Coordinate annotation entries
***

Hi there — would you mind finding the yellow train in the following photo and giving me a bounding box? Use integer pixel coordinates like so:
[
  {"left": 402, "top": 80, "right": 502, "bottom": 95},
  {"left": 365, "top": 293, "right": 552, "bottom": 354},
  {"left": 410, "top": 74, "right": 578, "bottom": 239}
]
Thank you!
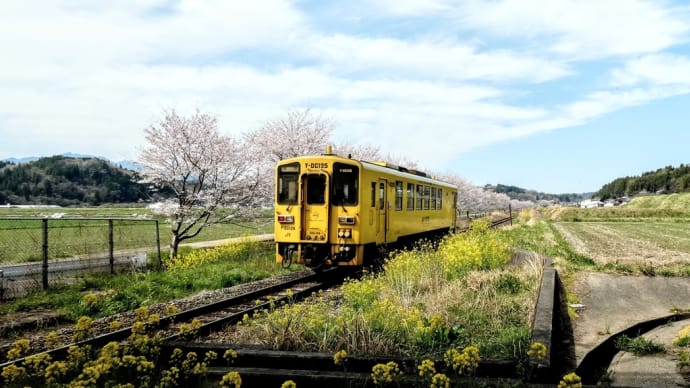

***

* _Work to be completed_:
Copy out each line of the records above that contains the string "bottom". Treat the match as case-sensitive.

* _The reply_:
  {"left": 402, "top": 80, "right": 502, "bottom": 95},
  {"left": 365, "top": 293, "right": 552, "bottom": 354},
  {"left": 410, "top": 74, "right": 578, "bottom": 239}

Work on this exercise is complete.